Can you return, unchanged, the lines from the one that contains "Please place a dot on the large leafy" to the last line, with the pictures left out?

— Start of Task inputs —

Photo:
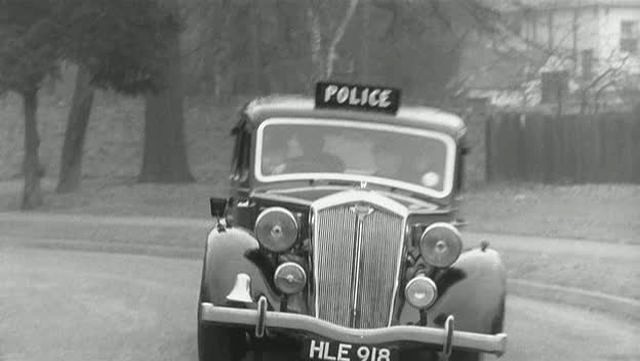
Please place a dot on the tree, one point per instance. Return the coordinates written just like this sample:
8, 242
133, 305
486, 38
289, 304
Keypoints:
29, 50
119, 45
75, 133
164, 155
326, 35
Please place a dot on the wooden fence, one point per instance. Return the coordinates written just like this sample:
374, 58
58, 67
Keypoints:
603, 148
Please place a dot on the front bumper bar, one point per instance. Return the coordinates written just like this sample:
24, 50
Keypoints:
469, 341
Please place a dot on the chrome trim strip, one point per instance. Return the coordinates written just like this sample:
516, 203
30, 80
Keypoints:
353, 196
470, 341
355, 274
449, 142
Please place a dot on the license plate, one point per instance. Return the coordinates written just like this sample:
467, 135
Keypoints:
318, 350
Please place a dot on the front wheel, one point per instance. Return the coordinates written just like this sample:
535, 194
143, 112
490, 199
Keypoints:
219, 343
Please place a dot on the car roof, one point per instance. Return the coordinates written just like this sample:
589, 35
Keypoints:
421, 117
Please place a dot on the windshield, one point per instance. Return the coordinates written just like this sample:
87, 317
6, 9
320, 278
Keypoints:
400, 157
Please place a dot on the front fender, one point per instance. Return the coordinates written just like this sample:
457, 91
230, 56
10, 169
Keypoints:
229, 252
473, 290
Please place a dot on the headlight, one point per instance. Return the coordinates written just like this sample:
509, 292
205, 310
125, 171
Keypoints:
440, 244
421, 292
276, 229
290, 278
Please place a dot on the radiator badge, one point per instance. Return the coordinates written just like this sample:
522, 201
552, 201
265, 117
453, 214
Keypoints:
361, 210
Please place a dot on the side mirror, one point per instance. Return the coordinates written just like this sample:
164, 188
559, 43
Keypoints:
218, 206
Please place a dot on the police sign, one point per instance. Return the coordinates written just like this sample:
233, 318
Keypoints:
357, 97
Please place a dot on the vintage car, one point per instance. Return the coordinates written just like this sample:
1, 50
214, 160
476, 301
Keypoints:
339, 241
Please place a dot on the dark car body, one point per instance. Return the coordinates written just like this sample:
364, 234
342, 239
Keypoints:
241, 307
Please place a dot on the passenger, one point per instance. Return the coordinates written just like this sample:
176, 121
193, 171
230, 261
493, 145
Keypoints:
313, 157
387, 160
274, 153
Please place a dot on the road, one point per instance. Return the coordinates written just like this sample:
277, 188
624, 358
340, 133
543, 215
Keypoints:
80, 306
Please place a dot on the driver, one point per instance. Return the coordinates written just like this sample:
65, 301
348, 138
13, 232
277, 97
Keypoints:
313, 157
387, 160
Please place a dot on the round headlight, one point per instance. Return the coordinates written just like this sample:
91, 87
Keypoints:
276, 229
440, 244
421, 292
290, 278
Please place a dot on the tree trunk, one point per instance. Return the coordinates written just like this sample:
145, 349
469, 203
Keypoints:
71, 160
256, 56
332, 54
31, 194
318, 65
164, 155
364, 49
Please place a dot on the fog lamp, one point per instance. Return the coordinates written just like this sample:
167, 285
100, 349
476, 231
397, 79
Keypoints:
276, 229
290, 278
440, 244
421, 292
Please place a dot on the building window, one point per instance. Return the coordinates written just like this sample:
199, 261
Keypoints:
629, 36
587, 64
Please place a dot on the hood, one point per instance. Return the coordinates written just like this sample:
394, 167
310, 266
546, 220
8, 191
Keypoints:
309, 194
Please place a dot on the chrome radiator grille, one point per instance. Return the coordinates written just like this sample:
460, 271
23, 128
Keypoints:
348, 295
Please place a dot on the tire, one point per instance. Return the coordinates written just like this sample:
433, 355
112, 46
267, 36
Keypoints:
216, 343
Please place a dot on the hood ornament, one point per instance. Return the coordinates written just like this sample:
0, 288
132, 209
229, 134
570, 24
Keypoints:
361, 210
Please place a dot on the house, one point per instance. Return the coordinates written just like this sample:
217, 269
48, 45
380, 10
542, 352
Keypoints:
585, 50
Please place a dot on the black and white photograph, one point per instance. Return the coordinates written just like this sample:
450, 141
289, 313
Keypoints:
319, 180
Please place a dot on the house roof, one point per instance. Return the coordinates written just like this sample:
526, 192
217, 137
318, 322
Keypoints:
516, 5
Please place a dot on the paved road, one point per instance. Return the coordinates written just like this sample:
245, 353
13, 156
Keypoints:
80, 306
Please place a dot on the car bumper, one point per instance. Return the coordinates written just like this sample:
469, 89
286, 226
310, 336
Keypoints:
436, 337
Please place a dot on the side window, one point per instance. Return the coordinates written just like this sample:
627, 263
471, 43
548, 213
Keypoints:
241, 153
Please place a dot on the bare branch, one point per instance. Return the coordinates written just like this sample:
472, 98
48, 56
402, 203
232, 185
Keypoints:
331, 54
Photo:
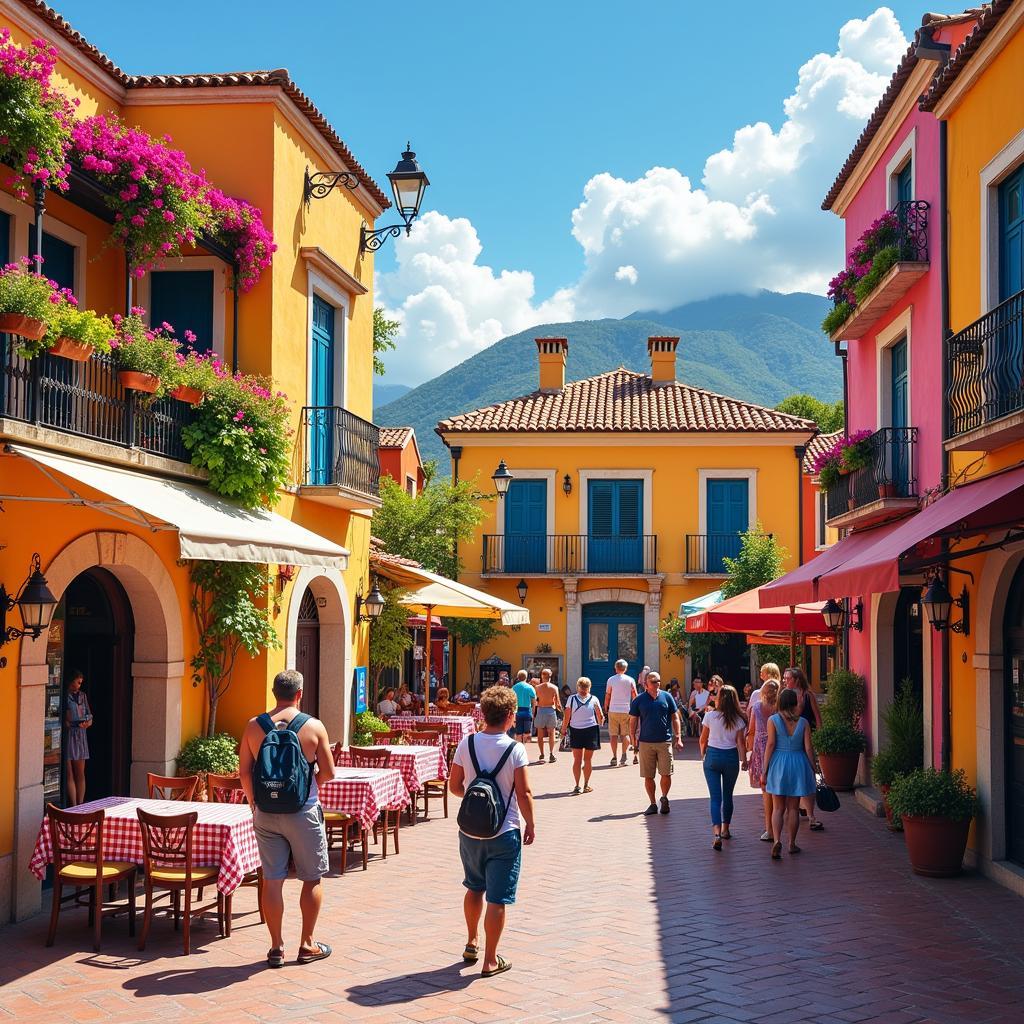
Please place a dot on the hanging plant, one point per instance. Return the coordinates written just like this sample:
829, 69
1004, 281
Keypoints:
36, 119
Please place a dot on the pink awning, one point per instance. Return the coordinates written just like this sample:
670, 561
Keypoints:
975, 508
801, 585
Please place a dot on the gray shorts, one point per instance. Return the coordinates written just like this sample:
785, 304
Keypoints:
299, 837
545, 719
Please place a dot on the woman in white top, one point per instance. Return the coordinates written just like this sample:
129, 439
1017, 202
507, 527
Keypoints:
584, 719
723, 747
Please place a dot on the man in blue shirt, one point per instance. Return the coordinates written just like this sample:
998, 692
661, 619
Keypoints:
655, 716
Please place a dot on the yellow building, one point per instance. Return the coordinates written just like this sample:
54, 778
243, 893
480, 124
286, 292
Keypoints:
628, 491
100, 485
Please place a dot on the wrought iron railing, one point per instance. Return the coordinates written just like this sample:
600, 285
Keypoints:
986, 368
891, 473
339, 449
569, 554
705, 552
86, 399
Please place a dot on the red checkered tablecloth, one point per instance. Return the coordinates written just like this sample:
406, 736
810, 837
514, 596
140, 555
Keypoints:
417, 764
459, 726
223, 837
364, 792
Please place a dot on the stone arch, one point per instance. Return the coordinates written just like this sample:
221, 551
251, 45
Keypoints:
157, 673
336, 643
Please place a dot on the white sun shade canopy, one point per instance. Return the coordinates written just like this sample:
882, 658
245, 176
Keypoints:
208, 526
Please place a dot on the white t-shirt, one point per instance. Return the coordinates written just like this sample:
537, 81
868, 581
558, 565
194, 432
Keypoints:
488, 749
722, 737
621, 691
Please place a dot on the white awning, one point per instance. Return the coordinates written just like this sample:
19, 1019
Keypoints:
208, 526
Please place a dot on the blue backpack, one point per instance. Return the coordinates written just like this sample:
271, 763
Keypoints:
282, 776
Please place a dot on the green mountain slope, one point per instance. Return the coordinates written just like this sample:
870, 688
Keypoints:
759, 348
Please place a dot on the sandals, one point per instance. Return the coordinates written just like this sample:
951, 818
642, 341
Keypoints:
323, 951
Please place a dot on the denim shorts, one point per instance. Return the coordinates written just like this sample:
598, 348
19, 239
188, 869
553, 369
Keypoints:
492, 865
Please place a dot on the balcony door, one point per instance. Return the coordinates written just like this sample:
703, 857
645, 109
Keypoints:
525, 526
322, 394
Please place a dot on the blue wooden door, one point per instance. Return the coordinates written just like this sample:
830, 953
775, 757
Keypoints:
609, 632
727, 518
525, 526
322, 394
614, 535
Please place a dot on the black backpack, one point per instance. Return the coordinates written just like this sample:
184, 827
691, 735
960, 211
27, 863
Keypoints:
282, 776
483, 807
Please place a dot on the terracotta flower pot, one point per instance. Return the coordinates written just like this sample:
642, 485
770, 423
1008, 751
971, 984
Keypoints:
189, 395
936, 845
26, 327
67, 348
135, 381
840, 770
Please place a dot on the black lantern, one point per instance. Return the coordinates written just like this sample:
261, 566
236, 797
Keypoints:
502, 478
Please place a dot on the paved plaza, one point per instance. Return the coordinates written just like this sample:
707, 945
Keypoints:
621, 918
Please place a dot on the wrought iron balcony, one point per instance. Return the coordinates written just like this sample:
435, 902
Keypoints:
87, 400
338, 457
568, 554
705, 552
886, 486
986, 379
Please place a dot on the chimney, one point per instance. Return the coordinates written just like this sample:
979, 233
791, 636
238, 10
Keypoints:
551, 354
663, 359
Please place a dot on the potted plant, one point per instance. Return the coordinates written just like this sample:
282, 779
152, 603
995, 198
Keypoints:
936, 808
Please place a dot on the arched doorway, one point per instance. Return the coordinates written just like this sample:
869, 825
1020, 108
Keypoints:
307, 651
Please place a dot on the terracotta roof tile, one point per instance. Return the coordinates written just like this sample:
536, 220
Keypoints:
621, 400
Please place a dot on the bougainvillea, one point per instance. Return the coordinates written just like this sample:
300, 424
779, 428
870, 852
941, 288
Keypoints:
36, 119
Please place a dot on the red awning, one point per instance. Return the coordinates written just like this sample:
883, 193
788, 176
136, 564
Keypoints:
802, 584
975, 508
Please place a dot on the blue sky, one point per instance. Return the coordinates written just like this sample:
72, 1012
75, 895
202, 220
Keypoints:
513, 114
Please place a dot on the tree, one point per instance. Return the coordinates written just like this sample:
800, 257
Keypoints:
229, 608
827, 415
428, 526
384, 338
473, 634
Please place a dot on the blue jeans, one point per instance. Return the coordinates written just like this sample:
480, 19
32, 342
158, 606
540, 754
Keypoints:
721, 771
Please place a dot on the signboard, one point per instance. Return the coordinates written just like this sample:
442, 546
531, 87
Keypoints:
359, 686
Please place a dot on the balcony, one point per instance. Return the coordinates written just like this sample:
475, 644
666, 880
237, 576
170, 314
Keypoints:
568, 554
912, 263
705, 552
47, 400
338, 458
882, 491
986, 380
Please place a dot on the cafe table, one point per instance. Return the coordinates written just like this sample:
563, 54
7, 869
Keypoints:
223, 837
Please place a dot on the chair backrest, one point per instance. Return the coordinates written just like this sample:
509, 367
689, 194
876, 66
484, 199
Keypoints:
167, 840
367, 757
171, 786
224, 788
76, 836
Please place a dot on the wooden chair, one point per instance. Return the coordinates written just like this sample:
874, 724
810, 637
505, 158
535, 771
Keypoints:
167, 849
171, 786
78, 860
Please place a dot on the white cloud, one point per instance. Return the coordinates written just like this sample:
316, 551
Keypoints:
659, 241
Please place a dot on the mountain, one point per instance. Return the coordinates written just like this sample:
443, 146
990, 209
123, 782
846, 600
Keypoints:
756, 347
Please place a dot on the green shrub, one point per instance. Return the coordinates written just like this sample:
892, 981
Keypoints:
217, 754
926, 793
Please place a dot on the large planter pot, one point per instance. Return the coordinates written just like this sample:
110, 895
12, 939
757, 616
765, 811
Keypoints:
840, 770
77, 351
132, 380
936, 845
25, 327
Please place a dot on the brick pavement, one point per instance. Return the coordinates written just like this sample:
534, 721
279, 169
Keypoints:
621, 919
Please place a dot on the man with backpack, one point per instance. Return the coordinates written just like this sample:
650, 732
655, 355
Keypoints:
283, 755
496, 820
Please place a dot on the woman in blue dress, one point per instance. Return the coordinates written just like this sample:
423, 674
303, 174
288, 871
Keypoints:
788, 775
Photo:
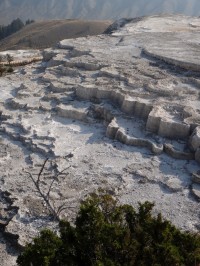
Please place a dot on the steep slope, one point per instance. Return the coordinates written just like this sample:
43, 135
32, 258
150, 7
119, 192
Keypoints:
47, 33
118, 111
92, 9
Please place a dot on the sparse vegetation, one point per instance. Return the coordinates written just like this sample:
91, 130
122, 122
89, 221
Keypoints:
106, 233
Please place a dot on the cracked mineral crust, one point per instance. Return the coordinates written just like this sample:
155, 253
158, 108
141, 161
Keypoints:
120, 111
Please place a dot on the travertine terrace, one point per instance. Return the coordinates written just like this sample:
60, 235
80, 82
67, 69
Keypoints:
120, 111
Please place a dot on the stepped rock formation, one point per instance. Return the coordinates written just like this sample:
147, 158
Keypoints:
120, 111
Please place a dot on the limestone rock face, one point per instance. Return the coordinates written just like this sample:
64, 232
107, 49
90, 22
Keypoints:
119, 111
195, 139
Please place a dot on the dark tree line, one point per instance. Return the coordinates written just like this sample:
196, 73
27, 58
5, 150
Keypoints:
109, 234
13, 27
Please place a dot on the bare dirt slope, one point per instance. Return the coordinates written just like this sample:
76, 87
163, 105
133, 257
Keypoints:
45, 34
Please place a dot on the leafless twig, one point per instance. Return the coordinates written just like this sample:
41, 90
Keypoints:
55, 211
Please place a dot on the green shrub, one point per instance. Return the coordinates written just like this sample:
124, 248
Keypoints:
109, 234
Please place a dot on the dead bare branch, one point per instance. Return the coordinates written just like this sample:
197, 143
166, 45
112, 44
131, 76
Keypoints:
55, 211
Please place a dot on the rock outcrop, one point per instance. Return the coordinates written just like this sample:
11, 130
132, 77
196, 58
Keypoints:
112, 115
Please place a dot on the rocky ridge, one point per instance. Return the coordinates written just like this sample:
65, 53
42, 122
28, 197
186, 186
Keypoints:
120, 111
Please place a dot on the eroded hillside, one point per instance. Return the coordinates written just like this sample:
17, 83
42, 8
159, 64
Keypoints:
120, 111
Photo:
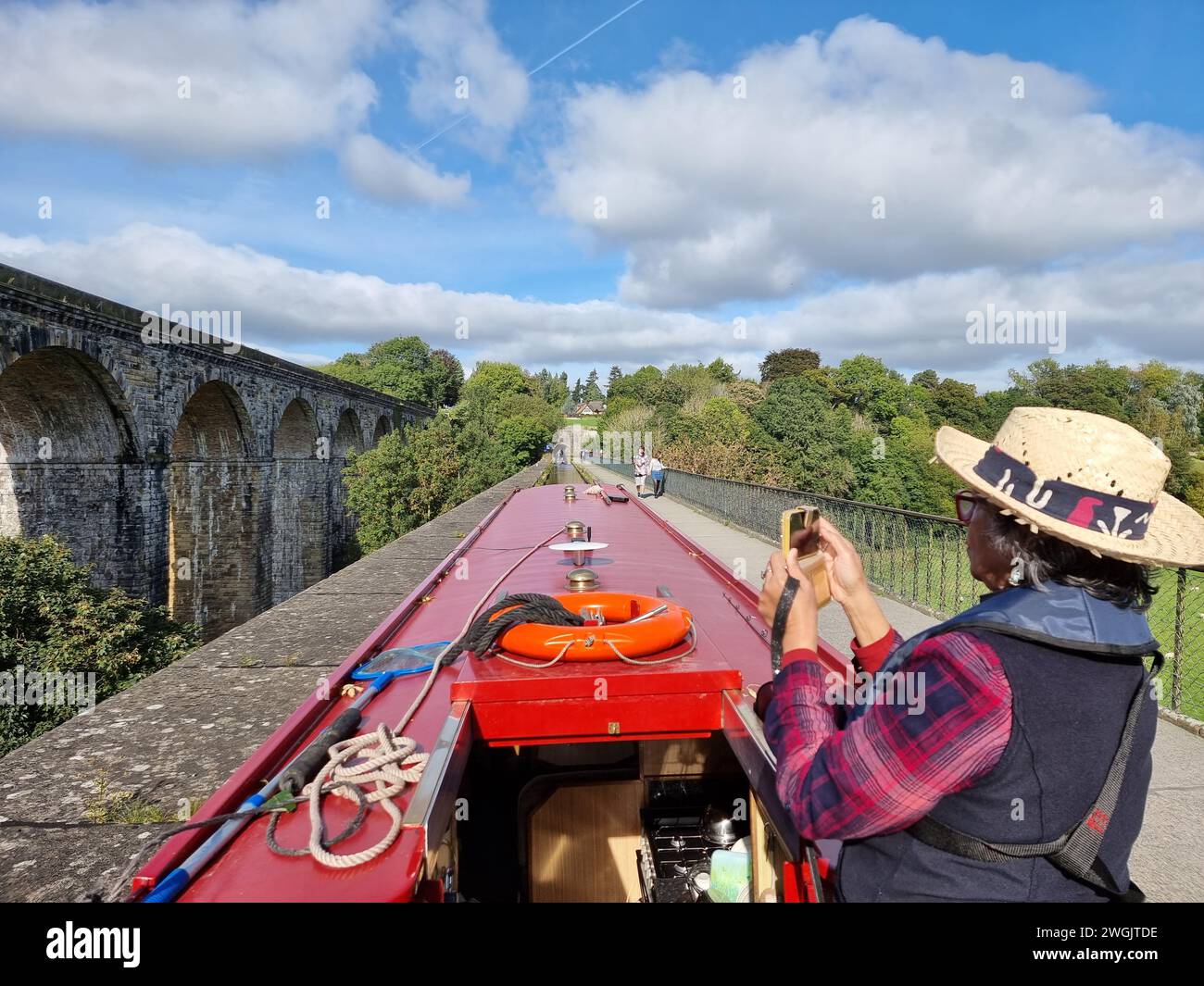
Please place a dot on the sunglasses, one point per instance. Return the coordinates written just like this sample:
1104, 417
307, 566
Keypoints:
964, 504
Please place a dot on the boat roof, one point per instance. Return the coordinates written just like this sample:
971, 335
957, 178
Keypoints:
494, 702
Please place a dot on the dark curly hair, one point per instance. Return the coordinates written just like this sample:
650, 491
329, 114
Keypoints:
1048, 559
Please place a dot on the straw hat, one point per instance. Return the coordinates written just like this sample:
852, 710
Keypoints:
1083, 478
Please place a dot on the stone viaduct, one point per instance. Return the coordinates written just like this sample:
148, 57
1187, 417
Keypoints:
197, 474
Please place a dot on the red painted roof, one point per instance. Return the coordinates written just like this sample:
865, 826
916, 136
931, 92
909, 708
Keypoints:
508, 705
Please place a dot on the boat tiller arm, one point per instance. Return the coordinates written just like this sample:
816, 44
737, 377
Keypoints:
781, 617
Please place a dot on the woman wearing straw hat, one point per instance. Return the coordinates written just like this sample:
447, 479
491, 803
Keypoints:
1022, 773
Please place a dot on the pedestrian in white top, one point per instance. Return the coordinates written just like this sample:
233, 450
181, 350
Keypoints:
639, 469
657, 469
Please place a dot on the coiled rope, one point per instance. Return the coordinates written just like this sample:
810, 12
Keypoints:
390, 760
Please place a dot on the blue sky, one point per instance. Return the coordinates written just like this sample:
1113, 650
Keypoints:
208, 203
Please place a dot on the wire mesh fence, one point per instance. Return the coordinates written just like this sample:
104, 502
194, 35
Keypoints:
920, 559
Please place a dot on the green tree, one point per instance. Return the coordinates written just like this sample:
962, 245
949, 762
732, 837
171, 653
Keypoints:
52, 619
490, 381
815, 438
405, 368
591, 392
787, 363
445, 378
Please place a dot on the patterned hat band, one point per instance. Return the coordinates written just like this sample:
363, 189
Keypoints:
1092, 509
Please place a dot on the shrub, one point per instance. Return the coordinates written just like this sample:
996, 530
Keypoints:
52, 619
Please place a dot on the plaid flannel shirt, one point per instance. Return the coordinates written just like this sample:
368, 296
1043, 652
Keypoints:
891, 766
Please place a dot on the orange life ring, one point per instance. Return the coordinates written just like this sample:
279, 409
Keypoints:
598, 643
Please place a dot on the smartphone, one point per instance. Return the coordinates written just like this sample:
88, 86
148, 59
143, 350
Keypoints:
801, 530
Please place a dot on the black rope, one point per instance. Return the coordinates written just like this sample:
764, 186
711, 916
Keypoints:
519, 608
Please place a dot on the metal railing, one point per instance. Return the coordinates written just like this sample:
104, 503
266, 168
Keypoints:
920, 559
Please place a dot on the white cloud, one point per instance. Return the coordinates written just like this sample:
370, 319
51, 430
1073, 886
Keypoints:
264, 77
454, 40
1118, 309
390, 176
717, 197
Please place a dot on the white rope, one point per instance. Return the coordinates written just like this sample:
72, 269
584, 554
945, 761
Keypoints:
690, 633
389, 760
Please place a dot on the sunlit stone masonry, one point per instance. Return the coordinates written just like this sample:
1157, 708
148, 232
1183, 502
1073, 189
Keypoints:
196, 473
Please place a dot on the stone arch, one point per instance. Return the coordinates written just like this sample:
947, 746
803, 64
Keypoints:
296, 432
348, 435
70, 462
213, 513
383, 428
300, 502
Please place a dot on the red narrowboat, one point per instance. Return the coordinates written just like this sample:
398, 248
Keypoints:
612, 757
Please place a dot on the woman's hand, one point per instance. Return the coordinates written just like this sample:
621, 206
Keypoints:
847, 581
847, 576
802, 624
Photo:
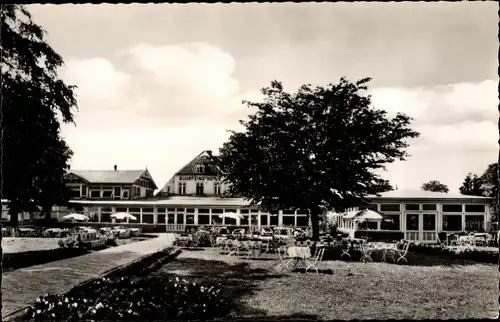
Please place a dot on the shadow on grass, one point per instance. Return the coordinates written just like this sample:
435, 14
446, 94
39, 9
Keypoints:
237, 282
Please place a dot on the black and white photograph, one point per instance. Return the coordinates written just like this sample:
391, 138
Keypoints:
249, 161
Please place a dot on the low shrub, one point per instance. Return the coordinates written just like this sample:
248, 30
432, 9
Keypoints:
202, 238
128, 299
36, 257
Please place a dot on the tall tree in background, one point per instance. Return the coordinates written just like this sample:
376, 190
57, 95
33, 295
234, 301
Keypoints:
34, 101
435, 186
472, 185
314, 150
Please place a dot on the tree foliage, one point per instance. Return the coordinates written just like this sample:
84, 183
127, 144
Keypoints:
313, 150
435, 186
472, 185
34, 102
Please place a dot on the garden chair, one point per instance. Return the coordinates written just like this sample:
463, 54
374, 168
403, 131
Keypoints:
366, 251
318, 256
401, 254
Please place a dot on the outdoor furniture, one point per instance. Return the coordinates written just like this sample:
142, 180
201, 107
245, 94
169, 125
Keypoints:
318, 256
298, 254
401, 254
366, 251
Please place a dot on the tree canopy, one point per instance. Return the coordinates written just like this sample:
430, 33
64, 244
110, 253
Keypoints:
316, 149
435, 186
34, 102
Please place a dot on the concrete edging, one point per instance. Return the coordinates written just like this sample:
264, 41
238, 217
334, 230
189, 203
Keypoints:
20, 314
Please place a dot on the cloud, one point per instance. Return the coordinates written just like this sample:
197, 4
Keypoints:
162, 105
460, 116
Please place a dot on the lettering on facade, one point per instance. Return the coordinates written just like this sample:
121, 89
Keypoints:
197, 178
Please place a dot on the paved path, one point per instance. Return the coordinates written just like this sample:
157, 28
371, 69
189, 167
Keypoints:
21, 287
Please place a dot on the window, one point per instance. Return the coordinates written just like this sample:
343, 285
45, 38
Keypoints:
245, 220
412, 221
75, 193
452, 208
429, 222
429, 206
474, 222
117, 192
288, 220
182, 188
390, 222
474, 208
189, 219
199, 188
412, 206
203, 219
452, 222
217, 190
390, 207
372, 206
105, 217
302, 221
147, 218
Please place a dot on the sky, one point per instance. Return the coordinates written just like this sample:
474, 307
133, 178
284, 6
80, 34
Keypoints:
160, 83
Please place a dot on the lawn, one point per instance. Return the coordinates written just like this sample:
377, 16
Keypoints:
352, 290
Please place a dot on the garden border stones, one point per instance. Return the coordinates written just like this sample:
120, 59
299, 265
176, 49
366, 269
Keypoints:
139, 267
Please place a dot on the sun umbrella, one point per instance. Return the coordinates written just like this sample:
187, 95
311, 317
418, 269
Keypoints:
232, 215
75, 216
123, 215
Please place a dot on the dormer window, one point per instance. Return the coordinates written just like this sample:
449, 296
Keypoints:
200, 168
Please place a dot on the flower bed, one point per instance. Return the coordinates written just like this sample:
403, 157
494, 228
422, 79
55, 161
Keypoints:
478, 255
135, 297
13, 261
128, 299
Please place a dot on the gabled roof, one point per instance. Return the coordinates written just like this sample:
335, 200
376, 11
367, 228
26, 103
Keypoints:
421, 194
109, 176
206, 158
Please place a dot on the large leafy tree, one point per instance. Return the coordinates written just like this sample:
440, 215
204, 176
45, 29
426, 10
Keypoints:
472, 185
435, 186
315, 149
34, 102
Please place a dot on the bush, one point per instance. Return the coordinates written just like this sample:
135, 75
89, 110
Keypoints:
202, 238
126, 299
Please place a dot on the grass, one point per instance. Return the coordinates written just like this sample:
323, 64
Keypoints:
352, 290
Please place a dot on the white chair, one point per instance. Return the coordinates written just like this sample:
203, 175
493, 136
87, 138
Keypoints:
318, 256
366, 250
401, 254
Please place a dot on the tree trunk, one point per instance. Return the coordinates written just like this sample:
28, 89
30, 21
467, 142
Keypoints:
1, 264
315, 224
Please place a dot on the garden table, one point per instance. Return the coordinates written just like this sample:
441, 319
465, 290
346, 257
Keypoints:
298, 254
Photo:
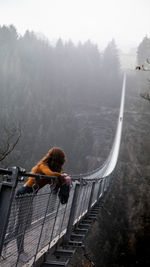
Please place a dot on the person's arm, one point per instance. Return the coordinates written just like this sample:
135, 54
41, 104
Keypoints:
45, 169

— End of Task inputs —

Solved problem:
Please place a dot on the large leafy tree, one point per instance. Return the coordinates written just like this sample:
440, 215
204, 176
45, 29
426, 10
Keypoints:
472, 185
435, 186
315, 149
34, 102
Please place a dot on the bush, one point per instance. Return the coordinates written just like this sample:
135, 75
89, 110
Keypoints:
202, 238
126, 299
Please place a dot on the grass, one point per instance. Return the coordinates written just like this sample:
323, 64
Keypoints:
352, 290
Please place a dot on the white chair, one point per instance. Return the coordinates written just like this sample:
203, 175
493, 136
87, 138
Keypoints:
318, 256
366, 250
401, 254
Please place a dot on the tree trunk, one point per instance. Return the coordinates written just like this sample:
28, 89
30, 21
467, 142
Keypoints:
1, 264
315, 224
Please place a dot on the garden table, one point per instance. Return the coordinates written just like this sample:
441, 319
465, 290
346, 257
Keypoints:
298, 254
Photo:
Please place a dot on the person's arm, one point per instance. Return the coordinates written just like this sample:
135, 54
41, 104
Keypoints:
45, 169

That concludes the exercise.